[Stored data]

[start]

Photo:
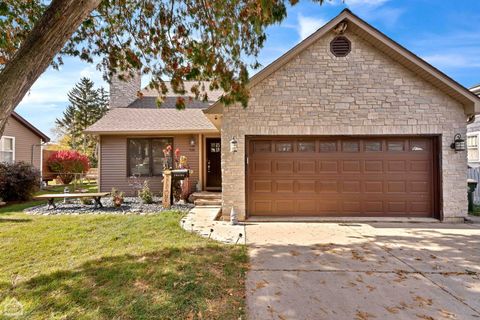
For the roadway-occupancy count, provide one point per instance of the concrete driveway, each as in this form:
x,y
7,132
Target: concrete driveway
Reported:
x,y
363,271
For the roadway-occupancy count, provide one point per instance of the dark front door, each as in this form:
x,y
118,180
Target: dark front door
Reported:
x,y
214,174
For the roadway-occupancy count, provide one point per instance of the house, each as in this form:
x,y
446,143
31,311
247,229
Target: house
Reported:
x,y
21,141
473,133
348,123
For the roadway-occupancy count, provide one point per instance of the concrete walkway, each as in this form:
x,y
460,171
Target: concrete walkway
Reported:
x,y
363,271
201,220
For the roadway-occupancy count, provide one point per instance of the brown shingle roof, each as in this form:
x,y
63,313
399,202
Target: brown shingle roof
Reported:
x,y
151,121
150,96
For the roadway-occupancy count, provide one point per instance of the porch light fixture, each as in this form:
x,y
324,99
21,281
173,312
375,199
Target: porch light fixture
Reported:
x,y
458,143
192,141
233,145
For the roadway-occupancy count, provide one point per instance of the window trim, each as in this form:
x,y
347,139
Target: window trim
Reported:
x,y
2,146
150,149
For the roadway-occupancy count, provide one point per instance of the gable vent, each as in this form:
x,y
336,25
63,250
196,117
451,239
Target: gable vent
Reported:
x,y
340,46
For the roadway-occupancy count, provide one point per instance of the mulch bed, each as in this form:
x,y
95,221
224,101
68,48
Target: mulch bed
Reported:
x,y
131,205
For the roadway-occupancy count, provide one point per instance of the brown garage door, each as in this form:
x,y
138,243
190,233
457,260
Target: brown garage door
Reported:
x,y
341,176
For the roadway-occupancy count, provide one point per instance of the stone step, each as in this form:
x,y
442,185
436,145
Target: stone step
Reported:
x,y
207,195
205,202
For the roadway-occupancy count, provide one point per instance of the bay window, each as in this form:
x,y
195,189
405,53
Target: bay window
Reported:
x,y
7,149
145,156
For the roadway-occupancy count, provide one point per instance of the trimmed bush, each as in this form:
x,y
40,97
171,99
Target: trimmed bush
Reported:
x,y
18,181
67,163
145,194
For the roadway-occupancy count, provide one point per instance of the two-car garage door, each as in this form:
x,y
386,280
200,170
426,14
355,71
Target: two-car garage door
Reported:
x,y
341,176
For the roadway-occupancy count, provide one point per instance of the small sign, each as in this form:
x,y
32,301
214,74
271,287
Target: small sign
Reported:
x,y
167,189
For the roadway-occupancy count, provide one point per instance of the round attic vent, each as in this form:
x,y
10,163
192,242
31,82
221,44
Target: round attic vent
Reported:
x,y
340,46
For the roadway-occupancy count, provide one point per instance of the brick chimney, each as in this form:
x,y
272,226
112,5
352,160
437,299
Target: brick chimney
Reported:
x,y
122,93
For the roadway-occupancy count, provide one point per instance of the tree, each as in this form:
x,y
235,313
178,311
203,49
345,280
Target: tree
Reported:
x,y
184,39
87,106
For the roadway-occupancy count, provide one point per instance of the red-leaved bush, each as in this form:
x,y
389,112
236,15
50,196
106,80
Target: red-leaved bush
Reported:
x,y
68,162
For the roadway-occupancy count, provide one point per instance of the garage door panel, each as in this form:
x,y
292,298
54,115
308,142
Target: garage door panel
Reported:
x,y
374,166
351,166
373,186
306,166
328,166
327,186
284,185
351,187
396,187
396,165
341,176
283,167
261,167
306,186
262,186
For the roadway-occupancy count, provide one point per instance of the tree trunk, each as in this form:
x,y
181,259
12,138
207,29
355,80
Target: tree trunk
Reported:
x,y
61,19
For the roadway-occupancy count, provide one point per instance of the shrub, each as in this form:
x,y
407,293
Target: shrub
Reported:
x,y
67,163
117,197
18,181
145,194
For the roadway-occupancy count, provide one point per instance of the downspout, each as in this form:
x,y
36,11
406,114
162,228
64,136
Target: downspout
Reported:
x,y
32,152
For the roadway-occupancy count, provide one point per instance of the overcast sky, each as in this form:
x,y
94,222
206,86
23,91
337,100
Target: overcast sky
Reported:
x,y
445,33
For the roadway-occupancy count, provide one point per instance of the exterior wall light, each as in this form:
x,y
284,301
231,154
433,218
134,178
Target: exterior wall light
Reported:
x,y
458,143
233,145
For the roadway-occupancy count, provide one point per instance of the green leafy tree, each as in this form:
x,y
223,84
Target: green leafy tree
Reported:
x,y
168,39
87,106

[end]

- **SHORT EXERCISE**
Format every line of the entries above as a JSON list of strings, with one string per line. Leave out blank lines and the pictures.

- **WORKED SOLUTION**
[
  "Photo:",
  "For the roadway-occupancy count, provide one point per instance of the concrete driveway, each as in this form:",
  "x,y",
  "7,132",
  "Target: concrete driveway",
  "Reported:",
  "x,y",
  "363,271",
  "For the roadway-occupancy count, provide one point per instance of the dark front door, each as in this form:",
  "x,y",
  "118,180",
  "Target: dark front door",
  "Reported:",
  "x,y",
  "214,174",
  "For the roadway-occupancy count, provide one point per instance of the house, each as in this form:",
  "x,y",
  "446,143",
  "31,311",
  "247,229",
  "Target: house",
  "Reported:",
  "x,y",
  "21,141",
  "473,133",
  "348,123",
  "For the roadway-occupancy count, provide one point per instance of the concrete walkway, each as in this form:",
  "x,y",
  "460,171",
  "Target: concrete walkway",
  "Reported:",
  "x,y",
  "363,271",
  "201,220",
  "For the roadway-occupancy count, provide one point per instance of the brown shingle roof, each as in this form:",
  "x,y",
  "63,313",
  "399,202",
  "Target: brown shingle roof",
  "Reported:",
  "x,y",
  "151,121",
  "150,96",
  "For the roadway-occupancy count, provide one point per instance of the porch light fixture, each as in this form:",
  "x,y",
  "324,99",
  "21,281",
  "173,312",
  "375,199",
  "Target: porch light fixture",
  "Reported:",
  "x,y",
  "458,143",
  "192,141",
  "233,145",
  "For the roadway-occupancy count, provide one point per instance of the window trim, each as in this form:",
  "x,y",
  "347,139",
  "Target: window trim",
  "Reported:",
  "x,y",
  "2,146",
  "150,149",
  "For the roadway-occupancy count, provide one point per instance of the gable vent, each as in this form:",
  "x,y",
  "336,25",
  "63,250",
  "196,117",
  "451,239",
  "Target: gable vent",
  "Reported:",
  "x,y",
  "340,46",
  "For the roadway-occupancy count, provide one point per instance of the mulch bed, each as in this form:",
  "x,y",
  "95,221",
  "224,101",
  "68,48",
  "Target: mulch bed",
  "Reported:",
  "x,y",
  "131,205",
  "For the roadway-occupancy count, provide one point per instance of the brown garage door, each as in this form:",
  "x,y",
  "138,243",
  "190,233",
  "457,260",
  "Target: brown garage door",
  "Reported:",
  "x,y",
  "341,176",
  "For the roadway-occupancy count, provide one point per instance of the stone step, each as in this form:",
  "x,y",
  "442,185",
  "436,145",
  "Target: stone step",
  "Reported:",
  "x,y",
  "207,195",
  "205,202",
  "For the roadway-occupancy count, provide one point per instance of the bay window, each as in this form:",
  "x,y",
  "195,189",
  "405,53",
  "Target: bay window",
  "Reported:",
  "x,y",
  "7,149",
  "145,156",
  "For the roadway-occupancy count, provide one point per instance of the trimmed bush, each as in this form:",
  "x,y",
  "40,97",
  "171,99",
  "Target: trimmed bush",
  "Reported:",
  "x,y",
  "18,181",
  "67,163",
  "145,194",
  "For the roadway-occupancy count, provide one point per instance of the two-car garage door, each as in this form:",
  "x,y",
  "386,280",
  "200,170",
  "426,14",
  "355,71",
  "Target: two-car garage door",
  "Reported:",
  "x,y",
  "341,176",
  "For the roadway-occupancy count, provide one point per instance of the small sign, each as in this form:",
  "x,y",
  "32,301",
  "214,74",
  "271,287",
  "Target: small sign",
  "Reported:",
  "x,y",
  "167,189",
  "For the roadway-occupancy count, provide one point per instance of the round attic vent, each as in this form:",
  "x,y",
  "10,163",
  "192,242",
  "31,82",
  "221,44",
  "Target: round attic vent",
  "Reported:",
  "x,y",
  "340,46",
  "For the roadway-occupancy count, provide one point per instance of the brick chimney, each as in this form:",
  "x,y",
  "272,226",
  "112,5",
  "352,160",
  "437,299",
  "Target: brick chimney",
  "Reported:",
  "x,y",
  "122,93",
  "For the roadway-occupancy count, provide one point per instance of the tree, each as in this form:",
  "x,y",
  "235,313",
  "178,311",
  "203,49",
  "345,280",
  "Target: tree",
  "Reported:",
  "x,y",
  "184,39",
  "87,106",
  "For the roadway-occupancy count, provide one point per instance of the red-leaved bush, each as in this form:",
  "x,y",
  "389,112",
  "236,15",
  "50,196",
  "106,80",
  "Target: red-leaved bush",
  "Reported:",
  "x,y",
  "68,162",
  "For the roadway-occupancy count, provide one point per instance of the garage door panel, each as in this form:",
  "x,y",
  "292,298",
  "54,115",
  "308,142",
  "Target: garage door panel",
  "Reported:",
  "x,y",
  "374,166",
  "351,166",
  "373,186",
  "306,166",
  "328,166",
  "327,186",
  "284,185",
  "351,187",
  "396,187",
  "396,165",
  "341,176",
  "283,167",
  "261,167",
  "306,186",
  "262,186",
  "For the roadway-occupancy count, provide one point per instance of the tree trunk, each as in this form:",
  "x,y",
  "181,259",
  "12,138",
  "207,29",
  "355,80",
  "Target: tree trunk",
  "Reported:",
  "x,y",
  "61,19",
  "For the roadway-occupancy count, provide one point per instance of the shrub, each as in this form:",
  "x,y",
  "407,293",
  "Target: shrub",
  "Reported:",
  "x,y",
  "67,163",
  "117,197",
  "18,181",
  "145,194",
  "For the roadway-occupancy count, provide one point per instance of the downspout, each as in this form:",
  "x,y",
  "36,11",
  "406,114",
  "162,228",
  "64,136",
  "Target: downspout",
  "Reported:",
  "x,y",
  "32,152",
  "For the roadway-occupancy count, provide one point per instance of the overcast sky, each as in this form:",
  "x,y",
  "94,222",
  "206,86",
  "23,91",
  "337,100",
  "Target: overcast sky",
  "Reported:",
  "x,y",
  "445,33",
  "For the roadway-occupancy count, provide one point per instance of the exterior wall light, each as in this form:",
  "x,y",
  "284,301",
  "231,154",
  "433,218",
  "134,178",
  "Target: exterior wall light",
  "Reported:",
  "x,y",
  "458,143",
  "233,145",
  "For the roadway-occupancy count, provide one point per instance of the green leafy tree, each as in this form:",
  "x,y",
  "223,84",
  "Target: green leafy tree",
  "Reported:",
  "x,y",
  "168,39",
  "87,106"
]